Prompt
Copy exactly the stretch of data below from the line with "Sample: <point>143,70</point>" through the line with "Point out the sitting", including both of those lines.

Recorded information
-=-=-

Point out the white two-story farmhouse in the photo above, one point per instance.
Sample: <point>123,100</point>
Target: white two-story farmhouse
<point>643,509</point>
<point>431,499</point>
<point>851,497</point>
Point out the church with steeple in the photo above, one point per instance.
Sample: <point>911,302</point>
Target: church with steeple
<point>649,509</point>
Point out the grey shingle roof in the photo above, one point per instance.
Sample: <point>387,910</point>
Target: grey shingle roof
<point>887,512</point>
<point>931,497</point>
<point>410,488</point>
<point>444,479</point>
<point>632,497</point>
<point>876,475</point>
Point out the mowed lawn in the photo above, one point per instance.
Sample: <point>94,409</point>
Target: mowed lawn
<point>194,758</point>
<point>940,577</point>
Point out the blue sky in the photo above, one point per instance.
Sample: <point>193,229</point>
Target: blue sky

-=-=-

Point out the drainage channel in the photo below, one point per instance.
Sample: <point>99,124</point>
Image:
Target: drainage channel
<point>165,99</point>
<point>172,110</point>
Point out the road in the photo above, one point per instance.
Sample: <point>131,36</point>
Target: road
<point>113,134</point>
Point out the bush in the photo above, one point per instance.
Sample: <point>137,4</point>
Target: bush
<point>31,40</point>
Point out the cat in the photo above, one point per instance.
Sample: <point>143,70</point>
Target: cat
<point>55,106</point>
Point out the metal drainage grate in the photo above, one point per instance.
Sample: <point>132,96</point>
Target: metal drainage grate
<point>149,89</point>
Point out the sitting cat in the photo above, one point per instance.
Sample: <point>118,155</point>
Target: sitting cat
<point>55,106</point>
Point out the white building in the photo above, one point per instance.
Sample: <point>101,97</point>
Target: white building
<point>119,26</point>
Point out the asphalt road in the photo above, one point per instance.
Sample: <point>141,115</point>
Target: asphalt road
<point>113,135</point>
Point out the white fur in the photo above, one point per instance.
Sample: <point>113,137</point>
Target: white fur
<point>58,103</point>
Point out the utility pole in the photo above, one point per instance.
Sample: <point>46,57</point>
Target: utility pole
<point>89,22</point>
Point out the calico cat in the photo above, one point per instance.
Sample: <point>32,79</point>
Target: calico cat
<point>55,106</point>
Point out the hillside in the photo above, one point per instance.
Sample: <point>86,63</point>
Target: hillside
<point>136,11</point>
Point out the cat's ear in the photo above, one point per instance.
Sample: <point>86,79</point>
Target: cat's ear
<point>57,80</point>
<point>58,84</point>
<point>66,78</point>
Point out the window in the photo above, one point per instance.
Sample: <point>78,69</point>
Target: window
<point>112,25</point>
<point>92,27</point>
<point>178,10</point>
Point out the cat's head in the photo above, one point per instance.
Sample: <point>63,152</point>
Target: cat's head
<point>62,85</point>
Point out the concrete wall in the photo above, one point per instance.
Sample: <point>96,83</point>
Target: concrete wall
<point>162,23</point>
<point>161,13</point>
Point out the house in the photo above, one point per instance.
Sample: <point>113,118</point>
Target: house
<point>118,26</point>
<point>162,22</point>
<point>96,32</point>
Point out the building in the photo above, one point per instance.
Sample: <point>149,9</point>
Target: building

-=-=-

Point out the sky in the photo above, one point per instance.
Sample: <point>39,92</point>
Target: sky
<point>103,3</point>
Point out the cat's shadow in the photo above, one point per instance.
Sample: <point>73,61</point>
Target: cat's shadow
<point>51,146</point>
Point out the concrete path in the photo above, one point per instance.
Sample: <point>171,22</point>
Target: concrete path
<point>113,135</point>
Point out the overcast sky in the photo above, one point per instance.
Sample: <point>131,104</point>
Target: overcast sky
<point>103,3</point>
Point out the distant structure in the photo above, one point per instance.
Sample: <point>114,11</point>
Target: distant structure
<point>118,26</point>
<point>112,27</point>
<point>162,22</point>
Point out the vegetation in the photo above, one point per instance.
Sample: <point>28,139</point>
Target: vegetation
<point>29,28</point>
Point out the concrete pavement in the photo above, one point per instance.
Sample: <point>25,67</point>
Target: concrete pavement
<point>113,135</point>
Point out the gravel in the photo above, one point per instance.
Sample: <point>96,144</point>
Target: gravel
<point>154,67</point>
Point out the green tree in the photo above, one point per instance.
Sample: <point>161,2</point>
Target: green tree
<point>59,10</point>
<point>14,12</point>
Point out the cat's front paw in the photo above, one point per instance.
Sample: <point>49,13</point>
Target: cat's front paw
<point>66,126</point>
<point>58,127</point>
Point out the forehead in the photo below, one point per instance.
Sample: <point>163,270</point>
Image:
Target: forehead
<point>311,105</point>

-=-=-

Solution to this exercise
Sample: <point>143,70</point>
Target: cat
<point>55,106</point>
Point out the metal drainage grate in the photo above, one point per instance.
Sample: <point>132,96</point>
Target: metal drainage grate
<point>149,89</point>
Point out the sitting cat in the photo above, one point per instance.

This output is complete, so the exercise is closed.